Monday, August 15, 2016

Priceless

I have been writing and publishing for just over two years. It wasn't until last summer that my writing "took off". By took off I mean I actually began to see sales or page reads on my Kindle Unlimited books. Now, I am not one of those authors who measures their success by the money they make.


No. I measure my success by how many people I can impact or connect with. Let me explain...


When I was a teenager I was in a relationship that was not healthy. The man I was with, if that is what you could call him at the time, was possessive and abusive, both physically and mentally... emotionally too, I will say. He knew just how to hurt me with a look, or a word. Sometimes the silence hurt the most. I did what I could to make him happy, to gain his acceptance, to have a day with him in which I didn't flinch or cower to the side of the truck. Where I could be with him and his friends and not be laughed at because he somehow "put me in my place".


No, it wasn't healthy. I wasn't healthy. I had suffered from an eating disorder when I was young, and it spiked its ugly head during this time. I was 16. I went to high school. I used to have friends, a lot of friends. I had a full-time job (35 hours/week) I worked after school or on the weekends. Well, when I was with 'C' I turned away from my family and friends. He was jealous, and to make him happy I cut people out of my life.


I cut my hair, because people loved it and showed me attention because of it. He hated that. So, I got rid of it.


I lost weight. I was an American size 6. I had too much of a rear end. So, I got rid of it.... thus entered my eating disorder. I lost enough weight to get down to a size 0/2.


I lost all part of myself. Who I was. My family and friends. I even dropped out of high school so I could eliminate one more thing that would put space or distance between me and 'C'.


I paid his bills. He was never able to hold down a job, so over half of my money went to him each week so he could eat while I was at work. So his truck payment was not late. So he could go out with his other girlfriends...


Oh yeah, that's right. Because I wouldn't "sleep" with him, he got it from somewhere else. Actually, he got it from many other people. One of which wrecked his car while he was fondling her... and stupidly (ignorant of his "infidelity" at the time) I paid for the repairs. Yeah... I loved him that much.

- [Material provided]:
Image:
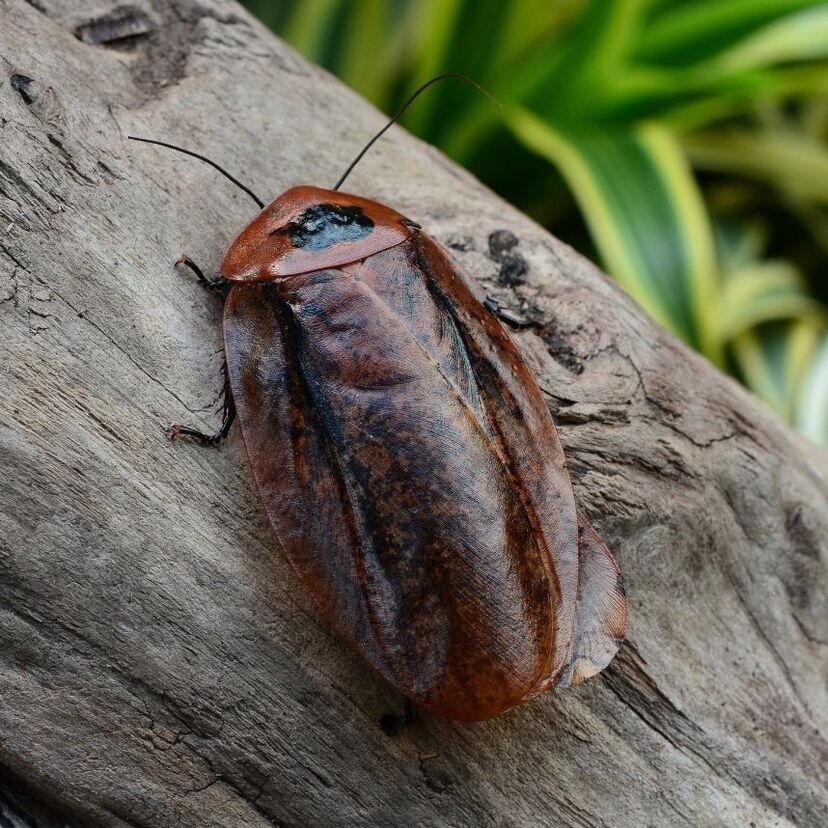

- [Exercise]:
Output everything in the "Priceless" blog post from "I lost weight." down to "his other girlfriends...", copied word for word.

- [Solution to the problem]:
I lost weight. I was an American size 6. I had too much of a rear end. So, I got rid of it.... thus entered my eating disorder. I lost enough weight to get down to a size 0/2.


I lost all part of myself. Who I was. My family and friends. I even dropped out of high school so I could eliminate one more thing that would put space or distance between me and 'C'.


I paid his bills. He was never able to hold down a job, so over half of my money went to him each week so he could eat while I was at work. So his truck payment was not late. So he could go out with his other girlfriends...